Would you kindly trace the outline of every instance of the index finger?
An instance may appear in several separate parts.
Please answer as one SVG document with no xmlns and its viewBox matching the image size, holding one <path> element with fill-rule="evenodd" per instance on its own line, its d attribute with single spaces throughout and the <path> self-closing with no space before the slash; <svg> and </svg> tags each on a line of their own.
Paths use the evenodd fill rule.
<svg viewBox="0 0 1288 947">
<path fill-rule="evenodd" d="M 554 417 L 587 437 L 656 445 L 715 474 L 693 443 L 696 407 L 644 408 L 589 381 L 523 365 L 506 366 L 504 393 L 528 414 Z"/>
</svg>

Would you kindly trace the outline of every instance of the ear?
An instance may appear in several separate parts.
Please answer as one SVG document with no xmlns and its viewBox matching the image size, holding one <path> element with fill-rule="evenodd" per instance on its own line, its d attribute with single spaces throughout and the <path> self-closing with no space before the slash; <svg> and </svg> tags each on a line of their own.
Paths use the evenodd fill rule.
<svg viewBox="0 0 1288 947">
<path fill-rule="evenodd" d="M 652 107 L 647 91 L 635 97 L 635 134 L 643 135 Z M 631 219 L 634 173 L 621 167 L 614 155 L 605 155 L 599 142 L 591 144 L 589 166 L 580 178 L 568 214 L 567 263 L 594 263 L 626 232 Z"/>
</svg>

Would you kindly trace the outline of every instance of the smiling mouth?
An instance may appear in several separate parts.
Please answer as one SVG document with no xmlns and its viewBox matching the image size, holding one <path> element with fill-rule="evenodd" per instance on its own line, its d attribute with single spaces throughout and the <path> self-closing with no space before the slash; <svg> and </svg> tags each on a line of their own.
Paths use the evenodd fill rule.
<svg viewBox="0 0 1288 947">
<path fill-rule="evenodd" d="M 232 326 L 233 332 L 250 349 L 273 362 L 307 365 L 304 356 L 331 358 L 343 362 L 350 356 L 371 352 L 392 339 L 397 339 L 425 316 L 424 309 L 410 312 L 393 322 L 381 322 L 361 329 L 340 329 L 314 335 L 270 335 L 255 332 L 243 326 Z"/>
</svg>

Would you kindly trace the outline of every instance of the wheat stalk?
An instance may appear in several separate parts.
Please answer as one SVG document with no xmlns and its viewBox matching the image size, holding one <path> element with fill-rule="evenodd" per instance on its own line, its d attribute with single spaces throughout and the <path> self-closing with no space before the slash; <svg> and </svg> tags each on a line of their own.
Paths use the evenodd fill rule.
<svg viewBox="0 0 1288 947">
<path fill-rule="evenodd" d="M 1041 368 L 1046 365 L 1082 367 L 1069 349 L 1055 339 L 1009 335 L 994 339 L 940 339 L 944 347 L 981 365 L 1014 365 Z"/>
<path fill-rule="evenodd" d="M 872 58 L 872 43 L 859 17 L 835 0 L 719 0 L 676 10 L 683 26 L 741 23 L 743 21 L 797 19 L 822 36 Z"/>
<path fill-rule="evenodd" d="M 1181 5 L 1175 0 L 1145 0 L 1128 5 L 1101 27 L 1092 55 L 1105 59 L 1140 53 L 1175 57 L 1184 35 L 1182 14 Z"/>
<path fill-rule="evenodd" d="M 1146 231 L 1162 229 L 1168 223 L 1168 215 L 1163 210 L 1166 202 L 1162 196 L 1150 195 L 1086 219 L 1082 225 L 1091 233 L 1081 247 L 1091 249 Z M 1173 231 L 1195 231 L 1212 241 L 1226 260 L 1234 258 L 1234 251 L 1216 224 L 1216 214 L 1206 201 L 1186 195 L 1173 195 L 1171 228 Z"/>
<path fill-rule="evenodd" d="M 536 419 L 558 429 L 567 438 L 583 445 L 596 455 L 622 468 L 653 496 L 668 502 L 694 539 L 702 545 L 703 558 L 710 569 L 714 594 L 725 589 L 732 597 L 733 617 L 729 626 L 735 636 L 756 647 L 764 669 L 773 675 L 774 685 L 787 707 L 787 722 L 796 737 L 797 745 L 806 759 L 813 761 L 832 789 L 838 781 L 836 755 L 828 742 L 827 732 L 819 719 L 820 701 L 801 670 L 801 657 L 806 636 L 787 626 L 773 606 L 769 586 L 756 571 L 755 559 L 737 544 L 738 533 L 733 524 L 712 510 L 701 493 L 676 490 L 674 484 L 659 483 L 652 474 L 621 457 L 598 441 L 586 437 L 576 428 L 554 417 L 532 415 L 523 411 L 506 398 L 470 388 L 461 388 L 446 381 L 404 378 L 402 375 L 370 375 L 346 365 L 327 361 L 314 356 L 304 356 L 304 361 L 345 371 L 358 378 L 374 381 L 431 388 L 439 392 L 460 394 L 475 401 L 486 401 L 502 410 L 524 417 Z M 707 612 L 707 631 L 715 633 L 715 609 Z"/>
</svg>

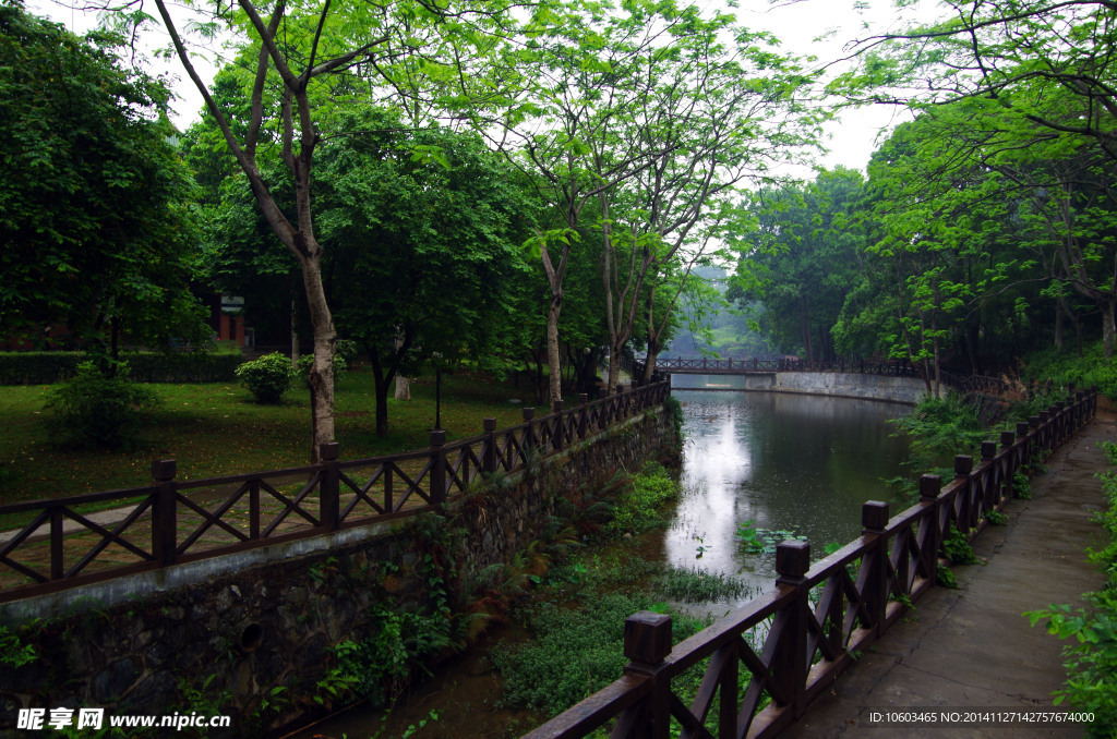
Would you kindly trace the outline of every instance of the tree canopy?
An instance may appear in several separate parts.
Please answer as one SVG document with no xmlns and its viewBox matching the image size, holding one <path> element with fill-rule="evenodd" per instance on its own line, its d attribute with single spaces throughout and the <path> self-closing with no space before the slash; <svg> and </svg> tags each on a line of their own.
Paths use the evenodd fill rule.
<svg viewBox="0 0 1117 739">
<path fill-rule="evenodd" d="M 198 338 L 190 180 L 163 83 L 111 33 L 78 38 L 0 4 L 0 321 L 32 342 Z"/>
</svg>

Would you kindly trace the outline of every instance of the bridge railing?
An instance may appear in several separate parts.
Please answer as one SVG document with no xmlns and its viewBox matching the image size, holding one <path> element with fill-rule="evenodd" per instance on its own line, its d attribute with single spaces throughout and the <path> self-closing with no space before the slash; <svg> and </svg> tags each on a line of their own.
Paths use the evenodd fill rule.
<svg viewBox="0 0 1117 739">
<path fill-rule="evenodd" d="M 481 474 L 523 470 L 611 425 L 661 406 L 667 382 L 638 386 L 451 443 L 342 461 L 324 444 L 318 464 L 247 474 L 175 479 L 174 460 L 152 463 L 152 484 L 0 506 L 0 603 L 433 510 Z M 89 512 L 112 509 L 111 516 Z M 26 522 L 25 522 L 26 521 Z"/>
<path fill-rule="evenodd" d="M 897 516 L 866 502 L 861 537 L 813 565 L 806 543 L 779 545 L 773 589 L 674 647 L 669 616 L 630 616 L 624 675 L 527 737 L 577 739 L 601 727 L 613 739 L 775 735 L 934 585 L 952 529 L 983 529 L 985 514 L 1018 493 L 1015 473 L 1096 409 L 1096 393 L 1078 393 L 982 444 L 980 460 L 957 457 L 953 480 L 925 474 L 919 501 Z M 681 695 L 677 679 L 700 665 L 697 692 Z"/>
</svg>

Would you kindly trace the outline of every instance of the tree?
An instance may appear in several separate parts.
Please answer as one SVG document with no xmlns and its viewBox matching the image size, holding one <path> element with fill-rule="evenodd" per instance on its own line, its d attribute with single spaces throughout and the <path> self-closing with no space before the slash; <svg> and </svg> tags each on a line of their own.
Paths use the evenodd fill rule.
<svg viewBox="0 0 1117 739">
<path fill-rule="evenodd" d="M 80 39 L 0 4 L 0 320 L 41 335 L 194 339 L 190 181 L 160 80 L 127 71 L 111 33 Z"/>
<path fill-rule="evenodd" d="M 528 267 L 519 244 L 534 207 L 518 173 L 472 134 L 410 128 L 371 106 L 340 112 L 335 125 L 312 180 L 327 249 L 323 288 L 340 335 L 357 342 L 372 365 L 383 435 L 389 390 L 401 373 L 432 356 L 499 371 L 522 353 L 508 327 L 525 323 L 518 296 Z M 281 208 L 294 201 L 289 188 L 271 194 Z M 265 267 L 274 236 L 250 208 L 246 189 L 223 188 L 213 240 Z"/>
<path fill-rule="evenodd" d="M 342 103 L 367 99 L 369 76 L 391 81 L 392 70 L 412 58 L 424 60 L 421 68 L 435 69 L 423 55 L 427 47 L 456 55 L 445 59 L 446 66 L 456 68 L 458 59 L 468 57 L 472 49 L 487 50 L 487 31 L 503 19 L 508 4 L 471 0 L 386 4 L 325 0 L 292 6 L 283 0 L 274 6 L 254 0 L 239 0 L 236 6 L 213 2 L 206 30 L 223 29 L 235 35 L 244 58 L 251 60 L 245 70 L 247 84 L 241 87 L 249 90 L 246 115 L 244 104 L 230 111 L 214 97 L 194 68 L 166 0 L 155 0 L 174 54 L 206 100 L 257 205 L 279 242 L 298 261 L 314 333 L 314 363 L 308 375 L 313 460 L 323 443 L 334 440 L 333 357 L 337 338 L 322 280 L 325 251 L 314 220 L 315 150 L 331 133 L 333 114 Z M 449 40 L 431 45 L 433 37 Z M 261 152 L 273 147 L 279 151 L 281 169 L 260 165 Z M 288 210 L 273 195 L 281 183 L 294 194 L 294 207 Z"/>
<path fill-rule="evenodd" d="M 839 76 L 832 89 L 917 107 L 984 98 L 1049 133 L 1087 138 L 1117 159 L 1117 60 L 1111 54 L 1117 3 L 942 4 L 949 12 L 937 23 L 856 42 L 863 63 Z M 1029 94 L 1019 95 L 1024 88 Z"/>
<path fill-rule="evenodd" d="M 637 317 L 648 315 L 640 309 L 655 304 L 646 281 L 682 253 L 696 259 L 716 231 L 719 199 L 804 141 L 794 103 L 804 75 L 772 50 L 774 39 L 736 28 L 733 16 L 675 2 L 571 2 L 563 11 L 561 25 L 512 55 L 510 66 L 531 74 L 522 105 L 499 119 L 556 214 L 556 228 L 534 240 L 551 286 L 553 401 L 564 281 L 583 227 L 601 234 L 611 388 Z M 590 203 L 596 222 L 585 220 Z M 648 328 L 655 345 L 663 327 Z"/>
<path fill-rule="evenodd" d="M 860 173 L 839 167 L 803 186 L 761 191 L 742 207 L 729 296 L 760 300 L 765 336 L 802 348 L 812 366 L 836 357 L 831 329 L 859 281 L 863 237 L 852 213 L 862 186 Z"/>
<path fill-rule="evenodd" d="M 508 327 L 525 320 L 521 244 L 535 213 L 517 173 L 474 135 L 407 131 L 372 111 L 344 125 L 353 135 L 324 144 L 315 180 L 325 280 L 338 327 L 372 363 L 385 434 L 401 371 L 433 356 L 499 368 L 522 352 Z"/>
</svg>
▬▬▬
*WHAT IS BEING ASKED:* Which lines in the records above contain the word "Would"? Show each of those lines in full.

*THE REPLY:*
Would you kindly trace the outline of every instance of the index finger?
Would you kindly trace the outline of every instance of the ear?
Would you kindly trace the outline of every instance of the smiling mouth?
Would you kindly trace the outline of every instance of the wheat stalk?
Would you kindly trace the outline of every instance of the tree canopy?
Would you kindly trace the outline of every instance of the bridge railing?
Would you kindly trace the outline of every instance of the tree?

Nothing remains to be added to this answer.